— TASK PROMPT —
According to the editorial on drug-resistant malaria, over what period was the Lancet study's cross-sectional survey carried out?

March 23, 2015

Threat of drug-resistant malaria parasites

A new study published online in the 19 February, 2015 edition of the prestigious infectious diseases journal, The Lancet, found that malaria parasites which are resistant to artemisinin drugs have started spreading westward from Southeast Asia. Carried out and co-authored by an array of researchers from different parts of the world, the original study relied on a “cross-sectional survey at malaria treatment centres at
55 sites in ten administrative regions in Myanmar, and in relevant border regions in Thailand and Bangladesh” and was carried out over 21-month period between January 2013 and September 2014. Although there is as yet no evidence that the drug resistance parasite has spread to Nigeria or any other part of Africa, it is wise to prepare against such a possibility.
For one, the sheer pace of the spread of the Ebola virus is proof that, in a rapidly globalising world in which people cross regional and international borders with greater ease, things can happen very quickly. In their report, the authors of the Lancet study acknowledge this with their recommendation that “Appropriate therapeutic regimens should be tested urgently and implemented comprehensively if spread of artemisinin resistance to other regions is to be avoided.”
For another, there is a not too remote possibility of the same drug-resistance mutation occurring independently in Nigeria, which still reports an estimated 100 million malaria cases with over 627,000 deaths annually, mostly among children under the age of five. To nip this threat in the bud (and again we want to stress that there has been no detection this far in the country), the Federal Government must mobilise the Ministry of Health, independent think-tanks and medical experts to urgently collaborate on research that will reveal the country’s status. Furthermore, the Federal Government should collaborate with medical authorities in other African countries, especially across the sub-region, in expediting action on developing effective vaccination.
Be that as it may, emergent reports on the mutation and spread of a drug-resistant malaria parasite are doubly disconcerting because, on the two previous occasions when malaria drugs lost their potency due to resistance, the human toll was incalculable. Plasmodium falciparum resistance to chloroquine, first reported in East Africa in the late 1970s, led to an exponential increase in malaria morbidity. The resistance to sulphadoxine-pyrimethamine (SP), the alternative to chloroquine, was similarly lethal. Resistance is a cyclical occurrence in which a parasite - in this case a strain of malaria parasites - ‘adapts to’ and effectively develops immunity against the drug used to combat it.  
Over the past three decades, and no doubt for good reason, much of the attention in the global medical community has focused on the scourge of the human immune-deficiency virus (HIV). The problem is that, in many countries, this has often been to the neglect of other deadly infections. Malaria not only claims more lives than HIV, reports show that it kills twice as many as thought. If there is any silver lining from the Lancet study, it is to emphasis, that as far as malaria is concerned, we are not yet out of the woods.
To beat this latest threat, the Federal Government must combine what it did well during the Ebola outbreak - mobilising authorities and stakeholders across the societal spectrum - with rigorous public enlightenment.

Records from a collection
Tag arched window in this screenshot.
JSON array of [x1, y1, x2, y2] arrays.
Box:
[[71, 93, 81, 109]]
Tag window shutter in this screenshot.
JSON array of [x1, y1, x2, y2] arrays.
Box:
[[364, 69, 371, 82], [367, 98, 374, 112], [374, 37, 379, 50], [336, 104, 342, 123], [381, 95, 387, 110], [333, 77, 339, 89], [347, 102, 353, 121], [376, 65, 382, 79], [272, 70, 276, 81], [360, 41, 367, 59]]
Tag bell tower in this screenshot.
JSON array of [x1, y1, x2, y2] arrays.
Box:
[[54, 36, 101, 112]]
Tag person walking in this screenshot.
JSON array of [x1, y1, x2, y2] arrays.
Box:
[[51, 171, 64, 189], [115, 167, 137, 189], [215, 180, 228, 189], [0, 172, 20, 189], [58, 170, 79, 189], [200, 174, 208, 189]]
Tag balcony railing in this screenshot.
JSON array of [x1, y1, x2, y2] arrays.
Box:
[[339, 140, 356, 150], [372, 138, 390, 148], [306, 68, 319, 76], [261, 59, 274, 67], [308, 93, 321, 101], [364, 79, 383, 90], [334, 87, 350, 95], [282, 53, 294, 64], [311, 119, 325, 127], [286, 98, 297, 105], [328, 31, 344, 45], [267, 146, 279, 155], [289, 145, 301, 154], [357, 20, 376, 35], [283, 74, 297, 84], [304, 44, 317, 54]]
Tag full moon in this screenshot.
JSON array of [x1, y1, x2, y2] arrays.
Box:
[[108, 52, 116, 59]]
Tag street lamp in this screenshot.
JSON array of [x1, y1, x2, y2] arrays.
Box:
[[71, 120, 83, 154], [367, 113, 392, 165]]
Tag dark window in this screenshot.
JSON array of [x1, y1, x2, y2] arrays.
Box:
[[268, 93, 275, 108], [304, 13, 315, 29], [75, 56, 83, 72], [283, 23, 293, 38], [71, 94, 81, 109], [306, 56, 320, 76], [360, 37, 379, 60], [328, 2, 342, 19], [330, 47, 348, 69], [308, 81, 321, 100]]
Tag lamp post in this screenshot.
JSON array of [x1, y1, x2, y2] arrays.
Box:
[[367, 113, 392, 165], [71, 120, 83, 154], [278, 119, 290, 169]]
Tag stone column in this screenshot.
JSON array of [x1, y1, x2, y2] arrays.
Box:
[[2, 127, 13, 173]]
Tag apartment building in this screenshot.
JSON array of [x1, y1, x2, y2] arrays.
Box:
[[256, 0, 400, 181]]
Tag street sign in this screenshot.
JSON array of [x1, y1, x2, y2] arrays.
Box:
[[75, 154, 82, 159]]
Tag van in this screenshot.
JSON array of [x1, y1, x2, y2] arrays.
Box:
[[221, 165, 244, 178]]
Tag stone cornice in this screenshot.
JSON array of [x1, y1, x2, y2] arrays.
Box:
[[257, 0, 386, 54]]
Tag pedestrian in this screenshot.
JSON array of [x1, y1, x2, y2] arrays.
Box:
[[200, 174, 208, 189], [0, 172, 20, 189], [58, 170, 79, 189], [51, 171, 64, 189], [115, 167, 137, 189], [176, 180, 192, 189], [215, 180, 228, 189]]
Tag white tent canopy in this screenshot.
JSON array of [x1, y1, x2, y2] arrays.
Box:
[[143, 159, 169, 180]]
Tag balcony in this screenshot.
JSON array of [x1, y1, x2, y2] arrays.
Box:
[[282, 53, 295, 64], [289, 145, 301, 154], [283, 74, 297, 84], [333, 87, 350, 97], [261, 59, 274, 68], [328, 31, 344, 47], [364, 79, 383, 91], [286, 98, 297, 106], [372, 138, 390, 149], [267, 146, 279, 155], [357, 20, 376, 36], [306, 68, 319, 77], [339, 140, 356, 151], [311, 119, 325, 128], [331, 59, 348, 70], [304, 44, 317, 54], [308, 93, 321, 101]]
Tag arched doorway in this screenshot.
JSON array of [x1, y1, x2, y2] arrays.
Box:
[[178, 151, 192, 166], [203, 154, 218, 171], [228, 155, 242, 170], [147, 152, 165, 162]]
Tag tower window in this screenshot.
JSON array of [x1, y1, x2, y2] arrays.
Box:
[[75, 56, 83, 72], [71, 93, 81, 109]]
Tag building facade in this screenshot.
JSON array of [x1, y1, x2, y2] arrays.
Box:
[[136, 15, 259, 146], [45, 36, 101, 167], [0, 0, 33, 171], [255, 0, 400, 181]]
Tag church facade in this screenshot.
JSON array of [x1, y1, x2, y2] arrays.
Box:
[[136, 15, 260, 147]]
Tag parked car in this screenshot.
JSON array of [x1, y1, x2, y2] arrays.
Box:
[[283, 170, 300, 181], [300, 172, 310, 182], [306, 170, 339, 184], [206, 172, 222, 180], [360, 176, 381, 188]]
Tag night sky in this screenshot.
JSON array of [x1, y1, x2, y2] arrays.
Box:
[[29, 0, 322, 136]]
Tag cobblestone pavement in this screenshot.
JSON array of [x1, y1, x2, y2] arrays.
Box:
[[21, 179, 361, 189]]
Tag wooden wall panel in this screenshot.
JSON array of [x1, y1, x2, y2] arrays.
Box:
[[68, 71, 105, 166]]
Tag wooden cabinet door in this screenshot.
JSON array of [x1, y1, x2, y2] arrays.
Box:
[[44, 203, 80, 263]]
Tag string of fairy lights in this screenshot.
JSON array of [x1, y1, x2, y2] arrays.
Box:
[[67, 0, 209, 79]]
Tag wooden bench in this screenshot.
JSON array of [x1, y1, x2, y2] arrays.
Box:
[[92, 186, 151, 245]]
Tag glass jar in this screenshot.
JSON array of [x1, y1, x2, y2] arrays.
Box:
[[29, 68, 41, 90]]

— YOUR SOLUTION —
It was carried out over a 21-month period between January 2013 and September 2014.